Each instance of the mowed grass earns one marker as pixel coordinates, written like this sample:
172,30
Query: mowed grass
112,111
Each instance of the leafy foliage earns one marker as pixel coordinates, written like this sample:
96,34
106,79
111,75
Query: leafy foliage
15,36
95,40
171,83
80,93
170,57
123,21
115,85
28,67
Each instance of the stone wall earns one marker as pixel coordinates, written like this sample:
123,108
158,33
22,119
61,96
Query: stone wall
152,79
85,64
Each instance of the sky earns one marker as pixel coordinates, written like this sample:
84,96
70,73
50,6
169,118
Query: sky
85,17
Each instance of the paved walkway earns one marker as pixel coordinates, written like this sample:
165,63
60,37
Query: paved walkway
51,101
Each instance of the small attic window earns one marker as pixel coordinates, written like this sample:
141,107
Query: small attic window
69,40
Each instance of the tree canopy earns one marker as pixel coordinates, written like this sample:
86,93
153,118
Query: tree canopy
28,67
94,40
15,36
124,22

▶ BRIEF: Print, exactly as written, each record in the listing above.

▶ RESPONSE AREA:
Each instance of the mowed grass earns one marker as pixel coordinates, written like this sample:
172,30
Query: mowed grass
112,111
Each instance of the leafy foliage earns one marker as pixel coordinates, written like this sample:
96,34
106,79
111,75
Query: leafy foliage
15,36
95,40
171,83
80,93
170,57
123,21
115,85
28,67
Each instance of the stone wall earns one marker as pixel coordinates, written like this sample:
123,108
158,33
22,119
61,96
Query: stone wall
152,79
85,64
Each instance of the sky earns one marker as pixel coordinates, written like this sample:
84,96
70,73
50,6
169,118
Query: sky
85,17
Each instance of the paved walkway earns one marker as pixel coordinates, written like this sample:
165,63
60,37
Query: paved walkway
51,101
Each instance of the small attic window earns one marker as pixel coordinates, written like this sample:
141,107
Query: small attic window
69,40
Each instance of the tree canopy earns one marker as pixel coordinates, written like this sample:
86,93
153,118
Query: tree canopy
28,67
94,40
15,36
124,22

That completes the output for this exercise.